■ **Passage shown**:
##########
There will be at least one backside that will be familiar to former Grizzly Lex Hilliard when he makes his way to the line of scrimmage from the backfield of the Vikings.
Blocking for Hilliard to reach the second level will be Levi Horn, a former Griz tackle, who recently signed a free agent contract at Minnesota.
Horn has bounced a bit around the league since leaving UM while Hilliard spent the last four seasons with Miami.
Horn’s 2008 teammate, Jon Opperud, who plays either tackle or guard, landed on his feet after being cut by Seattle. Oppy caught on with New England.
Meanwhile UM student-athletes continue to excel in the classroom by maintaining a cumulative GPA of above 3.0 for the 13th consecutive semester.
The grade-point average of the general student body for last semester stood at a robust 2.92 while student-athletes, led by the women’s cross country team at 3.69, posted an impressive 3.06.
Except for men’s tennis 93.31), distaff teams in track and field (3.45), volleyball (3.42), soccer (3.32) and basketball (3.27) paced the academic list.
It seems like yesterday when I watched coverage of the Mt St. Helens eruption only to come to the realization, as I watched the streetlights in Yakima, Wash. light up in the middle of the afternoon, that my return trip from Tacoma to Spokane had just become a nightmare.
I was tournament bowling in Tacoma on that Sunday but needed to make a hasty retreat since I was scheduled to fly Tuesday morning to attend the ABC Tournament in Louisville.
But since Interstate 90 temporarily was closed and there was much early consternation about just how to treat the several inches of ash that covered roadways in the state, even getting back to Spokane let alone having a plane fly out of the Lilac City was going to prove difficult.
After sitting for a day, then figuring the trip across the north Cascades was my best bet, I set out to head east on Highway 2.
Since I was working for the Spokesman-Review at the time, I just figured I’d use my business card to bluff my way across the state.
And what an eerie trip it turned out to be.
Barricades had been set on the road to stop traffic but since they were unmanned I crept my way through the tiny burgs of western, then eastern Washington where some townsfolk were sweeping the ash, while others hosed it to the gutters and still others wandered through it dismayed and confused by what had covered the surface giving it a celestial feeling.
I made it all the way to the top of Sunset Hill where the highway meets the Interstate before the Washington State Patrol explained I was traveling on a closed highway.
Go figure.
##########
■ **Task input**:
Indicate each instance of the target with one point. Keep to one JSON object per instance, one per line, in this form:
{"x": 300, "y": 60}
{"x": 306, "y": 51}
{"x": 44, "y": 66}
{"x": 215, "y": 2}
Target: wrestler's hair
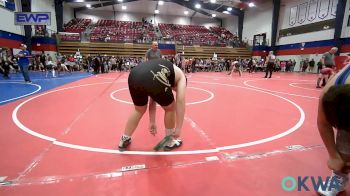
{"x": 336, "y": 105}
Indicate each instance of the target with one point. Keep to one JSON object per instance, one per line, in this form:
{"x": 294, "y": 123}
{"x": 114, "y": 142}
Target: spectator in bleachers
{"x": 43, "y": 59}
{"x": 311, "y": 65}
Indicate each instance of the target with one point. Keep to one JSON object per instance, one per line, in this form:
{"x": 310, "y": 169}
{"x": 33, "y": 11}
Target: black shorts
{"x": 142, "y": 85}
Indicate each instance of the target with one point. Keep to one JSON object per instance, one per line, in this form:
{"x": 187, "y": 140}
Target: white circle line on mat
{"x": 114, "y": 151}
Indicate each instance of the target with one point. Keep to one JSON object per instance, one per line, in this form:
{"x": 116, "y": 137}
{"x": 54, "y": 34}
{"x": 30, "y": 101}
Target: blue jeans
{"x": 25, "y": 73}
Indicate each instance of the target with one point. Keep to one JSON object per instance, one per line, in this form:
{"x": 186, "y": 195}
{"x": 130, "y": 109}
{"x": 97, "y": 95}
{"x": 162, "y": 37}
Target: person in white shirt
{"x": 270, "y": 64}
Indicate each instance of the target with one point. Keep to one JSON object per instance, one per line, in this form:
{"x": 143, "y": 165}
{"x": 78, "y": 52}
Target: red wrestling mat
{"x": 241, "y": 136}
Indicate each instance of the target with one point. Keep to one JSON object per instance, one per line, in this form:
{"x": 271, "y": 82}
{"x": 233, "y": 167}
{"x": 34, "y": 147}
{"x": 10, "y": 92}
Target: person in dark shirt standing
{"x": 153, "y": 53}
{"x": 311, "y": 65}
{"x": 23, "y": 62}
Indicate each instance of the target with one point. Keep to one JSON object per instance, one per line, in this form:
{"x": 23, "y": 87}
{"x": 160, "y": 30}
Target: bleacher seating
{"x": 122, "y": 39}
{"x": 70, "y": 37}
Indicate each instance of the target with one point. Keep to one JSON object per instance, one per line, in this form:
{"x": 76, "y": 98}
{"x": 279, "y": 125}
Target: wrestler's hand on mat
{"x": 336, "y": 163}
{"x": 176, "y": 133}
{"x": 153, "y": 128}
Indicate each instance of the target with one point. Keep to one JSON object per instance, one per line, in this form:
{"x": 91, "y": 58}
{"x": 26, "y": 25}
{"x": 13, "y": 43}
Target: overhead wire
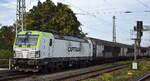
##########
■ **Work to complete**:
• A. Pick out every line in the entries that contains the word "white".
• B. Go on with the column about former Griz players and the Mt St. Helens ashfall, starting after its final sentence.
The entries are unrelated to the column.

■ **Answers for the exercise**:
• A.
Target: white circle line on mat
Target: person in white shirt

• B.
But that‘s where my bluff ended when I tried to explain the luggage in the back of my Explorer was camera equipment but a quick examination led to the discovered of about 12 bowling balls.
But after listening to my long explanation of my dilemma, then chastising me for lying, he allowed me to continue down the deserted Interstate to the valley.
It was two days later and another forbidden trip to Colfax on the Palouse backroads to pick up my partner before I caught the first flight out of Spokane to Chicago where I rented a car and drove to Kentucky in time to assure my team enough players to compete in the tournament.
About the only thing I remember about the 300-mile trip was falling asleep while driving through the night only to arrive, my gear still covered with volcanic, to perform in less than a stellar manner.
I’m sure my teammates would just as soon have me miss the flight all together.
You might just say it runs in the blood line. Dane Oliver was meant to be a head coach.
The former Grizzly receiver this week was named the head football coach at Missoula’s Sentinel where he’s been an assistant the last five years.
Dane’s dad, John, recently was honored for more than 30 years as a coach-educator at Central High School in Monmouth, Ore. where Dane was an All-State selection before coming to Montana a part of the 2000 recruiting class of Joe Glenn.
The personable, diminutive Oliver, who was involved in youth football coaching long before the completion of his Griz career, was a steady, possession-type receiver for Montana who played sparingly on the 2001 National Championship team that will be inducted into the Griz Sports Hall of Fame this fall.
He started 25 games in the slot his junior and senior season and played on teams that lost just eight games in three years.
His breakout season came as a senior in 2003 when he was third behind Jefferson Heidelberger and Tate Hancock with 27 catches and three scores, while also being named All-Academic his final two seasons.
He’s been the offensive coordinator at Sentinel the last four years and has a teaching position at the school.
The 41-year-old also is the head track and field coach at Sentinel which has won just 18 games while losing 53 under departed coach Pete Joseph the last seven seasons.
Joseph, who was a previous mentor at Loyola Sacred Heart, took a coaching position at McLane High School in Fresno, Calif.
Montana made West Virginia Wesleyan his fourth athletic program when he recently transferred to the Buckhannon Division II program.
It could be a play-now scenario for Montana, a fifth-year senior, since All-American quarterback Adam Neugebauer, the MVP of the Hansen Bowl for small college seniors, has graduated.
The Bobcats have posted back-to-back 9-2 seasons but graduated a pair of all Americans among six other seniors from the team that finished second in the WVIAC.
Montana just never found a stride in Missoula and saw limited action backing up Jordie Johnson last season in completing 26 of 42 for a pair of scores.
Here’s hoping he’ll find a place to contribute at the private West Virginia liberal arts institution which is closely affiliated with the United Methodist Church and sports the colors of Idaho State University .
I was on campus Tuesday for the first time since the firings of my good friends Robin Plfugrad and Jim O’Day.
While I usually don’t spend a lot of time at the Fieldhouse this time of year, I just haven’t been anxious to roam the halls as I usual do since the debacle.
But yesterday, after a radio meeting, I went looking for my longtime friend Bob Beers, who announced he was going back to the pro ranks as a scout for the Houston Texans.
I didn’t catch him but I hope he’ll still have a seat for me Friday at the Grizzly Scholarship golf tournament in Ronan where an 18-hole journey always given me perspective because you see Bob “calls it like he sees it.”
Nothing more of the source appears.